*** Materials provided

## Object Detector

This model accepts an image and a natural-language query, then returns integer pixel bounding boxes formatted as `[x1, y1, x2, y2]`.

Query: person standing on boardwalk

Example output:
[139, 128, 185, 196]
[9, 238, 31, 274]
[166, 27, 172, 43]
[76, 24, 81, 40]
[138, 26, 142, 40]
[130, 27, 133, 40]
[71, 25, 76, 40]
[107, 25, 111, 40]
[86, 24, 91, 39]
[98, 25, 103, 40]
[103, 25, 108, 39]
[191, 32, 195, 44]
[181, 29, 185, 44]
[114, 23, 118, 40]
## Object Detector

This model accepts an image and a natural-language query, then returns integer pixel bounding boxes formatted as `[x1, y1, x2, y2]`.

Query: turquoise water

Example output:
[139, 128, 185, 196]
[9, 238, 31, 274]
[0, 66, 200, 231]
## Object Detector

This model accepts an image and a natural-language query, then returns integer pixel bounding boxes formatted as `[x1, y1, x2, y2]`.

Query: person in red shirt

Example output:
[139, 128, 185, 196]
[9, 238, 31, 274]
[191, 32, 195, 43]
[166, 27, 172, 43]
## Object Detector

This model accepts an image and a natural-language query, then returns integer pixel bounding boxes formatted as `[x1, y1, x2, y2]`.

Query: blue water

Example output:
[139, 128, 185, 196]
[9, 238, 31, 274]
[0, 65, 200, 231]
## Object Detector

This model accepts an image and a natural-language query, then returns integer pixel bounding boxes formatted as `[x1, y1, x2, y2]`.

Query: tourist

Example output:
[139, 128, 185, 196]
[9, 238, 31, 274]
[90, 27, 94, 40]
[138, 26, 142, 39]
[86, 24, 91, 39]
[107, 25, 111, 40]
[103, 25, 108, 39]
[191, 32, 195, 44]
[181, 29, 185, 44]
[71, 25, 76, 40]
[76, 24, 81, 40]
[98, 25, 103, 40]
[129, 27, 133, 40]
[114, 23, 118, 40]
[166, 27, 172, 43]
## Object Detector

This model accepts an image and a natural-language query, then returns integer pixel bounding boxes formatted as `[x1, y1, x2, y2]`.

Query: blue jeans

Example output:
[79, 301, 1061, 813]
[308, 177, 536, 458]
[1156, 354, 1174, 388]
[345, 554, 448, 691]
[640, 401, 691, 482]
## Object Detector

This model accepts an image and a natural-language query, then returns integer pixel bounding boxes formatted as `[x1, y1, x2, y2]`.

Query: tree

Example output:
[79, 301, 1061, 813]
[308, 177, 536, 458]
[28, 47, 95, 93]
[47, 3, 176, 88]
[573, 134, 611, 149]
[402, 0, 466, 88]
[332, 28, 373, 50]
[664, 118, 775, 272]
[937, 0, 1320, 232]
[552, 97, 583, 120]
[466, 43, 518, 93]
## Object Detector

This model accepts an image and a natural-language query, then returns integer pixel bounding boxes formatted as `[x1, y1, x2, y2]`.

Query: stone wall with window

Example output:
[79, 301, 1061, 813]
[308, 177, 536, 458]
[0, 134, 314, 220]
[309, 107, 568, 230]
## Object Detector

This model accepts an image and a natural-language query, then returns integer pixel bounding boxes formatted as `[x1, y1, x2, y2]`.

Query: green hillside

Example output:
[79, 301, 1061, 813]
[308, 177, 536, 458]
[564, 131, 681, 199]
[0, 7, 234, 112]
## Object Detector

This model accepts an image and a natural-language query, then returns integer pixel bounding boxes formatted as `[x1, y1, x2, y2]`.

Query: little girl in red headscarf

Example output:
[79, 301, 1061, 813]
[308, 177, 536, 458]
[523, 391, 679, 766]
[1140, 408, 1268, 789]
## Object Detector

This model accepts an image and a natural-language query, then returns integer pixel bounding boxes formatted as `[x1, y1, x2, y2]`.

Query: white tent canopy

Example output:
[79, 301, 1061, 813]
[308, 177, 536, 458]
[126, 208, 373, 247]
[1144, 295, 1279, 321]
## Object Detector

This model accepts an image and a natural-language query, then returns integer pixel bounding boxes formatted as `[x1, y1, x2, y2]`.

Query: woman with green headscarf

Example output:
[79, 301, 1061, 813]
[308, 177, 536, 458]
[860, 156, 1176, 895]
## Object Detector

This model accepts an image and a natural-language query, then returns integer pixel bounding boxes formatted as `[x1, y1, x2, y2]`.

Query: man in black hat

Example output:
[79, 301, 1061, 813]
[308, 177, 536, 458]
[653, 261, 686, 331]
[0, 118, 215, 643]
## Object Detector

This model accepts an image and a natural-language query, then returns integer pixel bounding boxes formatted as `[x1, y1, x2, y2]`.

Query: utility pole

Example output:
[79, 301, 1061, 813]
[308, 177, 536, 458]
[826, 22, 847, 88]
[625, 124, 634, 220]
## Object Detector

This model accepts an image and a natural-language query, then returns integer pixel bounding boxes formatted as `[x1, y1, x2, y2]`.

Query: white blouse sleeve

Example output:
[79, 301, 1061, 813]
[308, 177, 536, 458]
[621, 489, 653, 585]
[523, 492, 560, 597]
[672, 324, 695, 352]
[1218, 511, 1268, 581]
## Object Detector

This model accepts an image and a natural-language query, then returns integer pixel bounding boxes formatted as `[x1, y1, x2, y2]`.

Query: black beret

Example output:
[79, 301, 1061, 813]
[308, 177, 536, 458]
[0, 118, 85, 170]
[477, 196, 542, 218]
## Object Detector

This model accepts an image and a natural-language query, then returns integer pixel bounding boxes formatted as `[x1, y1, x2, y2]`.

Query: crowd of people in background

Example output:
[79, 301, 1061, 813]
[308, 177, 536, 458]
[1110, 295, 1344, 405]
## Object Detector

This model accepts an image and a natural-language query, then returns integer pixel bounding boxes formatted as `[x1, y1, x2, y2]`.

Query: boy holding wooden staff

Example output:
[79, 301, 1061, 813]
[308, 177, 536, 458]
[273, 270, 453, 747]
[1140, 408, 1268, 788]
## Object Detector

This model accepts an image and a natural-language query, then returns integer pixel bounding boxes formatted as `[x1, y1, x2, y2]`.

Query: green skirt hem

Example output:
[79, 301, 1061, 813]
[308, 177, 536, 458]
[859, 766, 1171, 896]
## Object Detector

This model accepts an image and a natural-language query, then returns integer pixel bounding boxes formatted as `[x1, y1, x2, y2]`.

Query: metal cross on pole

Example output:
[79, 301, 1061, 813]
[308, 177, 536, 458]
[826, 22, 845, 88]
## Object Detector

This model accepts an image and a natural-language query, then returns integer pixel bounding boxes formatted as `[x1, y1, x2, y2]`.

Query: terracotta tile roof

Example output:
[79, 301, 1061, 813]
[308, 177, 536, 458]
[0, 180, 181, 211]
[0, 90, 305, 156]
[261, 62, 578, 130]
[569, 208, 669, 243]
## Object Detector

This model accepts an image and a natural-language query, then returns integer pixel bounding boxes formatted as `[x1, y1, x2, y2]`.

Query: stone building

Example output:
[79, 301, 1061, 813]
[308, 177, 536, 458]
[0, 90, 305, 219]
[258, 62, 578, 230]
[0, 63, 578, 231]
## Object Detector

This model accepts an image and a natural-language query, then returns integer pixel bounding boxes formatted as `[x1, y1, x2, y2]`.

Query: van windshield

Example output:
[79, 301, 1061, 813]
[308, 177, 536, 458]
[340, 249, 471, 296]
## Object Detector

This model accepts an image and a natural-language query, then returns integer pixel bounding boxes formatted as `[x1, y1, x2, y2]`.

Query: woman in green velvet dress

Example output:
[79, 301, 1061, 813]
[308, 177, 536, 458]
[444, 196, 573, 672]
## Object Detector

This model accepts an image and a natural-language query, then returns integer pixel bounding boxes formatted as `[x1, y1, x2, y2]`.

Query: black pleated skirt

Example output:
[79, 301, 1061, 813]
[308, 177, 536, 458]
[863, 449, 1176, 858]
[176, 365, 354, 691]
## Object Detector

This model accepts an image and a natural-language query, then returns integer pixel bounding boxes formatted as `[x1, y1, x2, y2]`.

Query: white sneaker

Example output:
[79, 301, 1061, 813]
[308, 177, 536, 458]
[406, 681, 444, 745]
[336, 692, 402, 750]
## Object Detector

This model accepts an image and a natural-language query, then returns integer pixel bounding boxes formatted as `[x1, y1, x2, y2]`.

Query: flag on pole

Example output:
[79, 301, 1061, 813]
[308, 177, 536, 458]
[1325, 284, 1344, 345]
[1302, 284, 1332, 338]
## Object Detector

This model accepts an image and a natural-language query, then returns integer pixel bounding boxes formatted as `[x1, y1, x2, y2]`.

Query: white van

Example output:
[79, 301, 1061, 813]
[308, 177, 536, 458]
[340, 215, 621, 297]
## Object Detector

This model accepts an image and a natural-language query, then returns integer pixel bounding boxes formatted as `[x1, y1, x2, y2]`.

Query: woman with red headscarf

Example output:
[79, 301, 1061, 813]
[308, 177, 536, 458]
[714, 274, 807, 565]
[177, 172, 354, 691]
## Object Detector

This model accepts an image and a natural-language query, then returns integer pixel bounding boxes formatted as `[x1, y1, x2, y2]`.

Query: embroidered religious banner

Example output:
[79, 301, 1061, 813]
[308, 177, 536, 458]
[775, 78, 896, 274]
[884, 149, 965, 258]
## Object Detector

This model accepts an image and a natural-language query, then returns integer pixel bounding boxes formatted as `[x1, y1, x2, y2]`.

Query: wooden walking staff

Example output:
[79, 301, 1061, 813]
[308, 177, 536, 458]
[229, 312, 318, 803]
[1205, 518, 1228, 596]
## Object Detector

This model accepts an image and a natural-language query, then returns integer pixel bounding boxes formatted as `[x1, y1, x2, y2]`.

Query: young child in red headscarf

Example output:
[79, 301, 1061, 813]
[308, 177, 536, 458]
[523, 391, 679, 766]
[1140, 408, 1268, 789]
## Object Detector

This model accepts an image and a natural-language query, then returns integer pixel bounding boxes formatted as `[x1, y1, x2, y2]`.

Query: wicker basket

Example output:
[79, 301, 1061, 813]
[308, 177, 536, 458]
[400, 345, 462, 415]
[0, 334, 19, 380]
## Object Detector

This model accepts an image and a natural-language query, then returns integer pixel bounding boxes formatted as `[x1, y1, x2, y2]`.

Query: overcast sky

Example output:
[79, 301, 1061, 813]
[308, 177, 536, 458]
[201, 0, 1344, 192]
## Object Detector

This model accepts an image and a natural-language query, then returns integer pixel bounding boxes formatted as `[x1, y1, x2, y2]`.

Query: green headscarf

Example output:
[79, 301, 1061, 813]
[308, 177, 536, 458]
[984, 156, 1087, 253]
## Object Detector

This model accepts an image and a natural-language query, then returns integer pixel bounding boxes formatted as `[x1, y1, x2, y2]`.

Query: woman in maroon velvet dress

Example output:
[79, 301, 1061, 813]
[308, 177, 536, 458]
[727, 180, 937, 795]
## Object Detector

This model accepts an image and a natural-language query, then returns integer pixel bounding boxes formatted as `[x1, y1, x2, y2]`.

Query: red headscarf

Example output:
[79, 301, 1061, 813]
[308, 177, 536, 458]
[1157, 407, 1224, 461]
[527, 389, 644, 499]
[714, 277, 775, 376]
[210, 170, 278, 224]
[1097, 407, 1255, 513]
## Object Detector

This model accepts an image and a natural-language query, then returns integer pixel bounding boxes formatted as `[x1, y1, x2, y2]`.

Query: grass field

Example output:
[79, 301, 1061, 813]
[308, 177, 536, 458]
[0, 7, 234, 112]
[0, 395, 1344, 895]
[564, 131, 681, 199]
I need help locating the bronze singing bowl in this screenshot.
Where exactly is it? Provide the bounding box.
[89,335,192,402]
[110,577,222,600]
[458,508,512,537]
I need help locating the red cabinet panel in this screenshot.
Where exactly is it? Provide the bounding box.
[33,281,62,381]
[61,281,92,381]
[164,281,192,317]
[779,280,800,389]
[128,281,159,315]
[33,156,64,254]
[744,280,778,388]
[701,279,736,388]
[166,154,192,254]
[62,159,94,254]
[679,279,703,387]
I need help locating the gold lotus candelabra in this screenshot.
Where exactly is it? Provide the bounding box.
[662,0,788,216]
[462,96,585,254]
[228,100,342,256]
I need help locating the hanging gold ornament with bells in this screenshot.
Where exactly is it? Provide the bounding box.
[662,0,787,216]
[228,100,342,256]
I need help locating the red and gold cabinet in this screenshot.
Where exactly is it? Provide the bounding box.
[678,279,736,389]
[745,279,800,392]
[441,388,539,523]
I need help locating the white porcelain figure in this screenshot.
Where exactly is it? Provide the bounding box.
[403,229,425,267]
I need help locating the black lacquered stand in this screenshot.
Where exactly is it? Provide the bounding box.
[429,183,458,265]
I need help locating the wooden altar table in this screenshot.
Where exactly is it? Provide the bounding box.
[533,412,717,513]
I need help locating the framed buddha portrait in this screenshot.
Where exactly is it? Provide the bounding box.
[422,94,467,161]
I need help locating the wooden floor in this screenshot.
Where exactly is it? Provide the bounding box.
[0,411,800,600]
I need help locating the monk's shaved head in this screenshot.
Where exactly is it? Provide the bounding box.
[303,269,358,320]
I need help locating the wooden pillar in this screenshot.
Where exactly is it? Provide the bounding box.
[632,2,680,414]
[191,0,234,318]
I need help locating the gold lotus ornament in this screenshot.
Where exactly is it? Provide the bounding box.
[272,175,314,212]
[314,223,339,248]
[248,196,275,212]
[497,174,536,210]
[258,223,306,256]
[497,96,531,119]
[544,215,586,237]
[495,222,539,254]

******

Reproduce the data verbatim, from its first line through the line containing "[0, 66, 200, 231]", with both of those lines included.

_Final result_
## Object Detector

This model accepts an image and a natural-language query, then returns integer pixel bounding boxes formatted as `[x1, y1, x2, y2]`.

Query: person standing on boardwalk

Example output:
[139, 128, 185, 196]
[9, 238, 31, 274]
[166, 27, 172, 43]
[76, 24, 81, 40]
[138, 26, 142, 40]
[130, 27, 133, 40]
[71, 25, 76, 40]
[107, 25, 111, 40]
[86, 24, 91, 39]
[98, 25, 103, 40]
[103, 25, 108, 39]
[191, 32, 195, 44]
[181, 29, 185, 44]
[114, 23, 118, 40]
## Object Detector

This model accepts an image and a natural-language query, then returns integer pixel bounding boxes formatted as `[x1, y1, x2, y2]`.

Query: turquoise water

Example output:
[139, 128, 185, 196]
[9, 238, 31, 274]
[0, 66, 200, 231]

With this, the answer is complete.